What is needed
Each record should be set down again so that it matches the original exactly.

Records to use
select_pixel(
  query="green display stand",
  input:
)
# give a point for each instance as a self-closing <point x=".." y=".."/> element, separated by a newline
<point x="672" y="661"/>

Written answer
select_pixel(
  query="green display stand",
  input:
)
# give a point for each instance as a self-closing <point x=".." y=".."/> element, separated by a newline
<point x="672" y="661"/>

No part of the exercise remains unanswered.